▸ BRIEF
Filter the records down to every line that contains the word "leaf", treating uppercase and lowercase as different, and copy each of those lines.

◇ ◇ ◇

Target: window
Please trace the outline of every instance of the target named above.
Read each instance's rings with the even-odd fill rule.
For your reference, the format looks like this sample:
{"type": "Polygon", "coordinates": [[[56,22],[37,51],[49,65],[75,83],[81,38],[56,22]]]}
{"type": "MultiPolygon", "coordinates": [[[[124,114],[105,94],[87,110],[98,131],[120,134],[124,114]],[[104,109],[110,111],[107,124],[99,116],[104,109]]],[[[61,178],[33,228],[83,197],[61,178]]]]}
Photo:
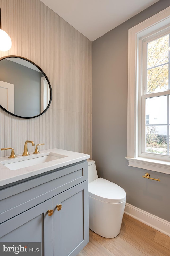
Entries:
{"type": "Polygon", "coordinates": [[[129,30],[129,165],[170,174],[170,7],[129,30]]]}

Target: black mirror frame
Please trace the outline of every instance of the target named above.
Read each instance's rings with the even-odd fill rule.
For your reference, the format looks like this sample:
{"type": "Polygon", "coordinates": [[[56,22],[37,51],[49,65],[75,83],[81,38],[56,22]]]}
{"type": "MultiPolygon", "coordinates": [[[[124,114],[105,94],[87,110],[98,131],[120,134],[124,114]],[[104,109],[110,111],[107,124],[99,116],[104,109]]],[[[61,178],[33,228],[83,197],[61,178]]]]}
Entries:
{"type": "Polygon", "coordinates": [[[28,61],[29,62],[30,62],[30,63],[31,63],[32,64],[33,64],[33,65],[34,65],[37,68],[38,68],[39,70],[41,71],[41,73],[42,73],[44,76],[45,77],[46,79],[47,80],[47,81],[48,84],[48,85],[49,85],[49,86],[50,88],[50,100],[48,103],[48,106],[45,109],[44,111],[42,112],[42,113],[41,113],[39,115],[37,115],[37,116],[31,116],[31,117],[25,117],[24,116],[18,116],[17,115],[15,115],[15,114],[13,114],[12,113],[11,113],[11,112],[9,112],[8,110],[7,110],[5,108],[4,108],[0,104],[0,108],[3,109],[3,110],[4,110],[4,111],[5,111],[5,112],[7,112],[7,113],[8,113],[8,114],[10,114],[10,115],[12,115],[12,116],[14,116],[16,117],[20,117],[21,118],[25,118],[27,119],[31,119],[31,118],[34,118],[35,117],[37,117],[38,116],[41,116],[41,115],[42,115],[43,114],[45,113],[46,112],[49,107],[50,106],[51,103],[51,101],[52,99],[52,89],[51,88],[51,85],[50,82],[50,81],[49,81],[48,77],[47,77],[44,72],[43,70],[41,69],[41,68],[40,68],[35,63],[34,63],[33,61],[31,61],[30,60],[28,60],[28,59],[27,59],[26,58],[24,58],[23,57],[21,57],[20,56],[18,56],[16,55],[8,55],[7,56],[4,56],[3,57],[2,57],[1,58],[0,58],[0,61],[1,60],[2,60],[4,59],[7,59],[7,58],[18,58],[19,59],[22,59],[23,60],[25,60],[27,61],[28,61]]]}

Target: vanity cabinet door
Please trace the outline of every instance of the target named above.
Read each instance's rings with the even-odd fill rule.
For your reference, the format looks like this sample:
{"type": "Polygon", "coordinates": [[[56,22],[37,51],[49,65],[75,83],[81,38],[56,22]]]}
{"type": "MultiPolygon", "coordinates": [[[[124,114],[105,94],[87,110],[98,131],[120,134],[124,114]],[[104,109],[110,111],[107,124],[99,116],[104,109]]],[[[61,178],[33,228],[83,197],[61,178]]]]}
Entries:
{"type": "Polygon", "coordinates": [[[88,242],[88,190],[86,180],[53,198],[54,256],[75,256],[88,242]]]}
{"type": "Polygon", "coordinates": [[[40,242],[42,255],[53,256],[52,207],[51,198],[0,224],[0,242],[40,242]]]}

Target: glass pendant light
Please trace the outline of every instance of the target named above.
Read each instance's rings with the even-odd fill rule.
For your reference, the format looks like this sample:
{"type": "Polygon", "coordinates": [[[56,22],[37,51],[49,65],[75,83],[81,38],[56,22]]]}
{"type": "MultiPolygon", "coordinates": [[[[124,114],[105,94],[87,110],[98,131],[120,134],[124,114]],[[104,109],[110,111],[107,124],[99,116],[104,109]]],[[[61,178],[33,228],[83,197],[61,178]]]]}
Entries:
{"type": "Polygon", "coordinates": [[[0,8],[0,51],[6,52],[11,48],[11,39],[7,33],[1,29],[1,11],[0,8]]]}

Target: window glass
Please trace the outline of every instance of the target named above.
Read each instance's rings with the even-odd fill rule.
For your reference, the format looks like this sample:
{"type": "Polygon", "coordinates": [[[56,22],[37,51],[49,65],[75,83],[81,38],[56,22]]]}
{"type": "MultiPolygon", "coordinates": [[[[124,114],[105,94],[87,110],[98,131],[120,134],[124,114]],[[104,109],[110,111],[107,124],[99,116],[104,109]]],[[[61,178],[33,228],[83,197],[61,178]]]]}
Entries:
{"type": "Polygon", "coordinates": [[[168,34],[147,44],[147,93],[169,89],[169,41],[168,34]]]}

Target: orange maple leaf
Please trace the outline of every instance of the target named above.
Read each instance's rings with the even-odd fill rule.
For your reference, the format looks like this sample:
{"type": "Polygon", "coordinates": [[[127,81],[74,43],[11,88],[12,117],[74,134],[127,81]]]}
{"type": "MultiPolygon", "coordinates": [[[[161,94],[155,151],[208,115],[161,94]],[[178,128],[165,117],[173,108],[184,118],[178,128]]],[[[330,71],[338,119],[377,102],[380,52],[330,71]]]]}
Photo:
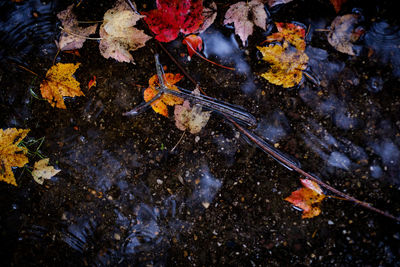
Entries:
{"type": "Polygon", "coordinates": [[[12,167],[23,167],[28,163],[27,149],[18,144],[28,134],[29,129],[0,129],[0,181],[17,186],[12,167]]]}
{"type": "Polygon", "coordinates": [[[303,219],[318,216],[321,213],[319,206],[325,198],[321,187],[309,179],[300,179],[300,181],[304,187],[292,192],[285,200],[303,210],[303,219]]]}
{"type": "Polygon", "coordinates": [[[40,84],[42,97],[47,99],[52,107],[66,109],[64,96],[82,96],[80,84],[72,75],[80,63],[57,63],[46,73],[46,78],[40,84]]]}
{"type": "MultiPolygon", "coordinates": [[[[179,82],[183,76],[181,74],[165,73],[164,83],[165,86],[170,90],[179,91],[179,89],[174,85],[179,82]]],[[[144,91],[144,101],[149,102],[157,94],[158,90],[156,87],[159,86],[157,74],[153,75],[149,80],[149,87],[144,91]]],[[[153,110],[161,115],[168,117],[168,106],[173,106],[176,104],[182,104],[183,99],[170,94],[163,94],[159,99],[151,104],[153,110]]]]}

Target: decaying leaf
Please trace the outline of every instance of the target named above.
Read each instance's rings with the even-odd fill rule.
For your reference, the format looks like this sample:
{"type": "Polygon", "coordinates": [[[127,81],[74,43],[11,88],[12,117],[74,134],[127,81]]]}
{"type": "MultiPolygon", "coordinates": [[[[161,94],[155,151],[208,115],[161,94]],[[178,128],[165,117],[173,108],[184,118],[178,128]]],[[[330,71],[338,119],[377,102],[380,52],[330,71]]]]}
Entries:
{"type": "Polygon", "coordinates": [[[61,51],[82,48],[86,37],[96,32],[97,24],[89,27],[79,27],[78,20],[72,12],[74,4],[57,14],[64,30],[61,32],[58,46],[61,51]]]}
{"type": "Polygon", "coordinates": [[[233,23],[235,33],[239,35],[246,45],[247,38],[253,33],[253,25],[265,31],[267,22],[267,12],[261,0],[251,2],[238,2],[231,5],[225,14],[224,24],[233,23]]]}
{"type": "Polygon", "coordinates": [[[276,43],[257,48],[263,54],[263,60],[271,64],[269,71],[261,74],[263,78],[284,88],[301,82],[308,62],[308,56],[303,51],[297,50],[286,41],[282,45],[276,43]]]}
{"type": "Polygon", "coordinates": [[[269,7],[274,7],[281,4],[287,4],[292,1],[293,0],[267,0],[267,4],[269,7]]]}
{"type": "Polygon", "coordinates": [[[304,187],[292,192],[285,200],[303,210],[302,218],[318,216],[321,213],[319,206],[325,198],[322,189],[316,182],[309,179],[300,179],[300,181],[304,187]]]}
{"type": "Polygon", "coordinates": [[[119,62],[134,63],[129,51],[143,47],[151,39],[142,30],[133,27],[143,17],[134,13],[124,0],[117,1],[115,7],[104,14],[104,22],[100,27],[101,55],[119,62]]]}
{"type": "Polygon", "coordinates": [[[189,58],[196,53],[195,50],[201,51],[203,49],[203,40],[198,35],[188,35],[183,39],[182,43],[187,46],[189,58]]]}
{"type": "Polygon", "coordinates": [[[276,22],[275,25],[278,32],[267,36],[267,42],[282,42],[286,40],[300,51],[306,49],[306,41],[304,40],[306,30],[302,26],[283,22],[276,22]]]}
{"type": "Polygon", "coordinates": [[[142,12],[144,21],[160,42],[170,42],[179,32],[190,34],[203,24],[203,0],[157,0],[157,9],[142,12]]]}
{"type": "Polygon", "coordinates": [[[72,75],[80,63],[57,63],[46,73],[46,78],[40,84],[42,97],[47,99],[52,107],[66,109],[64,96],[82,96],[80,84],[72,75]]]}
{"type": "MultiPolygon", "coordinates": [[[[183,76],[181,74],[165,73],[164,83],[171,90],[179,91],[179,89],[174,85],[179,82],[183,76]]],[[[159,86],[157,75],[153,75],[149,80],[149,87],[144,91],[144,101],[149,102],[157,94],[158,90],[156,87],[159,86]]],[[[159,99],[151,104],[153,110],[165,117],[168,117],[168,106],[174,106],[176,104],[182,104],[183,99],[170,94],[163,94],[159,99]]]]}
{"type": "Polygon", "coordinates": [[[214,23],[215,19],[217,18],[217,4],[212,2],[210,7],[205,7],[202,12],[203,15],[203,24],[200,25],[199,33],[204,32],[214,23]]]}
{"type": "Polygon", "coordinates": [[[61,170],[54,169],[53,166],[49,166],[49,158],[45,158],[35,162],[35,165],[33,166],[32,176],[38,184],[43,184],[44,179],[51,179],[51,177],[53,177],[60,171],[61,170]]]}
{"type": "MultiPolygon", "coordinates": [[[[200,91],[195,89],[193,93],[200,94],[200,91]]],[[[189,101],[185,100],[182,105],[175,105],[174,115],[175,125],[179,130],[189,130],[191,134],[196,134],[206,126],[211,112],[202,111],[202,108],[197,105],[191,107],[189,101]]]]}
{"type": "Polygon", "coordinates": [[[12,167],[23,167],[28,163],[27,150],[18,144],[29,129],[0,129],[0,181],[17,186],[12,167]]]}
{"type": "Polygon", "coordinates": [[[328,42],[339,52],[355,56],[358,54],[358,46],[354,43],[363,33],[362,28],[358,28],[360,15],[347,14],[336,17],[330,27],[328,42]]]}
{"type": "Polygon", "coordinates": [[[335,8],[336,13],[339,13],[342,5],[346,3],[347,0],[331,0],[333,7],[335,8]]]}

◇ ◇ ◇

▸ THE RESPONSE
Target: orange maple leaf
Target: decaying leaf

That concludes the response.